■ **Exercise aim**
Pick out every line in the entries below that contains the string "black", matching case exactly.

■ **Entries supplied**
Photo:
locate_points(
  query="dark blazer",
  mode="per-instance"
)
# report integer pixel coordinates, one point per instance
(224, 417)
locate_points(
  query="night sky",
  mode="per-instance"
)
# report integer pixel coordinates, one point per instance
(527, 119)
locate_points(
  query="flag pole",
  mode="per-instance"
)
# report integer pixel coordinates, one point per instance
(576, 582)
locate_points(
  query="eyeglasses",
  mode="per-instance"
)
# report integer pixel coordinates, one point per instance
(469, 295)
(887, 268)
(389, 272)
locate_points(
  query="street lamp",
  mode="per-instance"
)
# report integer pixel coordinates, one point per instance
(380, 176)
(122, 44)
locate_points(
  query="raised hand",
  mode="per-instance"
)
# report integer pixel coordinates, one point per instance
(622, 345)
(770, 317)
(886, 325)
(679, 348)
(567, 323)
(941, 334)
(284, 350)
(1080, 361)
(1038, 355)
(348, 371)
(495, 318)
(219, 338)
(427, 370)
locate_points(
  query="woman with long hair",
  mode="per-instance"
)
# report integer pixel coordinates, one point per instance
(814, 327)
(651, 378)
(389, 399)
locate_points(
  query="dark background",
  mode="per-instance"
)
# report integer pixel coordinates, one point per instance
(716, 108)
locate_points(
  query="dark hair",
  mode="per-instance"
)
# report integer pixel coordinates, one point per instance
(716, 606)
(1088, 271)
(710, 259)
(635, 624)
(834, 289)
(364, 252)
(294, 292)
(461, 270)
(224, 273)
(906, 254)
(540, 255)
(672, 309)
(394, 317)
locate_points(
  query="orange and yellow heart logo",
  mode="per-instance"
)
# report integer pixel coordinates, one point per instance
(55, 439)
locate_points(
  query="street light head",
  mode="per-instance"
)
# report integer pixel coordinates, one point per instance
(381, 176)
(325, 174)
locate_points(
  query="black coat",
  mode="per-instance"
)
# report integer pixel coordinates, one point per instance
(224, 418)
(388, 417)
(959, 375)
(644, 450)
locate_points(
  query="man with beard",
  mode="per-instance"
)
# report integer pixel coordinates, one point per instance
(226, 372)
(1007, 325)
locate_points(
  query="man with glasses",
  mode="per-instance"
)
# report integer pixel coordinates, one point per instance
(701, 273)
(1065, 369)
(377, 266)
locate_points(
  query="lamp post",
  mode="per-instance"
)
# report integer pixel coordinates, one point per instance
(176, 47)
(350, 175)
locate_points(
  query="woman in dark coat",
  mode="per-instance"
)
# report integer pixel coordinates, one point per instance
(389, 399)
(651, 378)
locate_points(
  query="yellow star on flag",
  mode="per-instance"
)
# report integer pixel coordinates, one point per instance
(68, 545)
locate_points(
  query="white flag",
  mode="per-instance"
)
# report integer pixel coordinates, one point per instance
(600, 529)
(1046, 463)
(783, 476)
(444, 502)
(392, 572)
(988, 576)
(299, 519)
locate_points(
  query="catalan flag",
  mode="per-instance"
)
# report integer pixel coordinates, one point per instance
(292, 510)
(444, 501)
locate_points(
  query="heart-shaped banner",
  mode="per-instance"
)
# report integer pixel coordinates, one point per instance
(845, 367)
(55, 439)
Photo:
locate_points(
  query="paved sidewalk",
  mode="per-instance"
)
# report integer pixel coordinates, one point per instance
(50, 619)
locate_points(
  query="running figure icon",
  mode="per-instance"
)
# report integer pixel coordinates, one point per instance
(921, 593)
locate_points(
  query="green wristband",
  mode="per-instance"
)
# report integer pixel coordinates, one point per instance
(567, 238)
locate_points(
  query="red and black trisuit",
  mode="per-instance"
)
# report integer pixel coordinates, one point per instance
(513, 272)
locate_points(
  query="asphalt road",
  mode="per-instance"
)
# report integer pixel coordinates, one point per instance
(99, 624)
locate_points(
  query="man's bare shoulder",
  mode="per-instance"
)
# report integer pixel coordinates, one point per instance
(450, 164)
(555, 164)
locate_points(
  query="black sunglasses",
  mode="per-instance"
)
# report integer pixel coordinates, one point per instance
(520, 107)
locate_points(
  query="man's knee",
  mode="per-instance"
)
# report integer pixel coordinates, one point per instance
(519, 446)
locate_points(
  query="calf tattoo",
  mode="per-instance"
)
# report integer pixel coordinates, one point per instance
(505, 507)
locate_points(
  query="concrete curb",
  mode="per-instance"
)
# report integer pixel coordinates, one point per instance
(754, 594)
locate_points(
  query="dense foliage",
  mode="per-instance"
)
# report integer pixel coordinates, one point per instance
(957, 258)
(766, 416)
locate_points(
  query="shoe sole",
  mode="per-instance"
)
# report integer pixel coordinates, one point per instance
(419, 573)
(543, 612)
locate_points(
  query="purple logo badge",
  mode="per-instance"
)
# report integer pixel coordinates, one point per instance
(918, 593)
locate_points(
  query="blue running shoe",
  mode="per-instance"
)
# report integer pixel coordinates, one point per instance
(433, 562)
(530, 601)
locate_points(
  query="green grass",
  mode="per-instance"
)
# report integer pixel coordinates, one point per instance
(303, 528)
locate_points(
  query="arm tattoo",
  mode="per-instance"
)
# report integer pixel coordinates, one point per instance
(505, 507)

■ **Complete output**
  query="black coat",
  query="red and black trisuit",
  query="black sunglasses",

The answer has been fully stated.